** Begin **

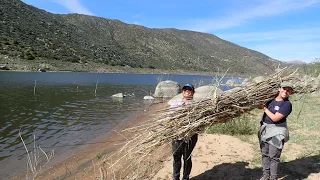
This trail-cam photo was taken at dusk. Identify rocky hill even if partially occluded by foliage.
[0,0,281,74]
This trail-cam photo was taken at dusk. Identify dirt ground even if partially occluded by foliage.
[13,103,320,180]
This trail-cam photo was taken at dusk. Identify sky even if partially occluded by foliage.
[23,0,320,63]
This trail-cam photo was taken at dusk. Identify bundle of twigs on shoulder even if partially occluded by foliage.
[103,69,313,179]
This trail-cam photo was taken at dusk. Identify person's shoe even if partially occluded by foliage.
[259,174,270,180]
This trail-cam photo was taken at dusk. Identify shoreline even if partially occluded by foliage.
[10,102,167,180]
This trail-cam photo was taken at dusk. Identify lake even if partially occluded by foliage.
[0,71,239,179]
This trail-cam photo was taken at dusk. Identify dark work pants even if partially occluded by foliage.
[260,142,282,180]
[172,134,198,180]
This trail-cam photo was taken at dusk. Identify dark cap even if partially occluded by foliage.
[280,81,293,90]
[182,84,194,91]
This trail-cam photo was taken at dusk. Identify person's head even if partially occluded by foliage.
[182,84,194,100]
[279,81,293,99]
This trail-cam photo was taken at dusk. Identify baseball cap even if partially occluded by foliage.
[280,81,293,90]
[182,84,194,91]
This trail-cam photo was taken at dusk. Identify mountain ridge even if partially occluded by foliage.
[0,0,283,74]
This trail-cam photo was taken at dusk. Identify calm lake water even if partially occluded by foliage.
[0,72,240,179]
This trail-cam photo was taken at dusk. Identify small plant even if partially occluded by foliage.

** End **

Task requirements:
Please write out the data above exactly as it stands, starting at the line that contains "This trail-cam photo was taken at dusk. Identify bundle" and stopping after the line that contains "[259,174,270,180]".

Task response:
This trail-cam photo was taken at dusk. Identify bundle of twigs on shoulder even if partially occluded by foliage.
[103,69,313,179]
This trail-cam photo was taken at dusk. Identify person's shoe even if partially occluded by foliage.
[259,174,270,180]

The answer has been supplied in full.